» RECORDS:

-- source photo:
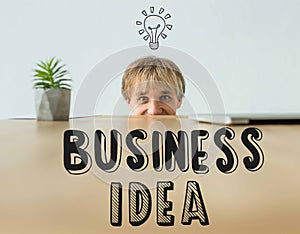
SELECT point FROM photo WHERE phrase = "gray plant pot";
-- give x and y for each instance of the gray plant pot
(52, 104)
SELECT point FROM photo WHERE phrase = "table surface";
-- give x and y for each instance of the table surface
(38, 195)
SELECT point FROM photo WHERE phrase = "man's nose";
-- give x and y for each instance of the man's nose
(154, 108)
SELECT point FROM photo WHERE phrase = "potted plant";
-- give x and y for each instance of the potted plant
(53, 91)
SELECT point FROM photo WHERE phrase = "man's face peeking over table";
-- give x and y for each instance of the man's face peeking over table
(154, 99)
(153, 86)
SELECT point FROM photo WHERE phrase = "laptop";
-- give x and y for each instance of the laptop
(253, 118)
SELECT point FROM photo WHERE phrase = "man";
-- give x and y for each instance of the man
(153, 86)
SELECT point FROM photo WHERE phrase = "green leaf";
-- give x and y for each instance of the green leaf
(50, 74)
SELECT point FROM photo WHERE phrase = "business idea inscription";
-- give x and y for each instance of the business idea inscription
(169, 151)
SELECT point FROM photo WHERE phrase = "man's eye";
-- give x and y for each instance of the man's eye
(164, 98)
(143, 99)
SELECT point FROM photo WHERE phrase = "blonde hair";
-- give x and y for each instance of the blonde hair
(154, 70)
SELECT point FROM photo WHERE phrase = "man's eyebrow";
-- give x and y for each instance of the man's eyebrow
(165, 92)
(142, 93)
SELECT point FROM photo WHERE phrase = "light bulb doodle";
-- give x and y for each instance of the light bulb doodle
(154, 26)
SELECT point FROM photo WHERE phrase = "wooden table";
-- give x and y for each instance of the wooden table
(38, 195)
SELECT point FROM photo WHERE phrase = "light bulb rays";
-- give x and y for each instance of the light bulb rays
(154, 26)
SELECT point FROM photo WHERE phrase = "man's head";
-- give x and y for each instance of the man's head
(153, 86)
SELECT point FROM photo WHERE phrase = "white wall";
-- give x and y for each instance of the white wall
(251, 47)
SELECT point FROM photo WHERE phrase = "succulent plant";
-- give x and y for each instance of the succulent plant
(51, 74)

» EXERCISE AIM: Repeat the material above in full and exactly, apart from the pictures.

» TASK ANSWER:
-- source photo:
SELECT point FROM photo WHERE phrase = "gray plant pot";
-- give x and y for each instance of the gray plant pot
(52, 104)
SELECT point FROM photo WHERE phrase = "table surface";
-- give x and y for each instance of the table surface
(38, 195)
SELECT point FROM photo WHERE phrase = "man's nose";
-- give x and y for each instance of the man's nose
(154, 108)
SELECT point FROM photo WHERE phrase = "potted plant";
-- give x and y for each instance of the potted plant
(53, 91)
SELECT point FROM photo WHERE phrase = "man's face peeking over table";
-- give x and y for each instance of the man's face peeking over table
(154, 99)
(153, 86)
SELECT point FROM photo WHERE phrase = "laptop";
-- give x and y for each instance of the laptop
(253, 118)
SELECT point FROM photo WHERE phrase = "man";
-- give x and y for each instance of the man
(153, 86)
SELECT point FROM photo WHERE phrase = "green leaf";
-- give x and y for each instance of the green leaf
(50, 74)
SELECT point FROM photo WHERE phrase = "business idea inscription";
-- give x and y for each instance of the business idea inscription
(169, 151)
SELECT point FROM photo WHERE phrase = "man's eye";
-- give x and y for each instance of the man's eye
(164, 98)
(143, 99)
SELECT point FROM photo WHERE phrase = "blonde hair";
-- give x and y for each instance of the blonde hair
(154, 70)
SELECT point FROM photo WHERE phrase = "man's eyebrow";
-- give x and y for each instance of the man's eyebrow
(165, 92)
(142, 93)
SELECT point FROM photo WHERE phrase = "light bulb doodle";
-- give x and y for each instance of the light bulb doodle
(154, 26)
SELECT point FROM photo WHERE phrase = "wooden table";
-- give x and y for each instance of the wooden table
(38, 195)
SELECT point FROM photo WHERE phrase = "light bulb rays";
-- give x and y for each instance of the light bulb rays
(154, 26)
SELECT point FROM photo WHERE phrase = "man's head";
-- give x and y for each instance of the man's head
(153, 86)
SELECT point FROM photo WHERE phrase = "white wall";
-- give x and y for each instance of the white wall
(251, 47)
SELECT point FROM photo WHERE phrase = "succulent plant";
-- give x and y for each instance of the succulent plant
(51, 74)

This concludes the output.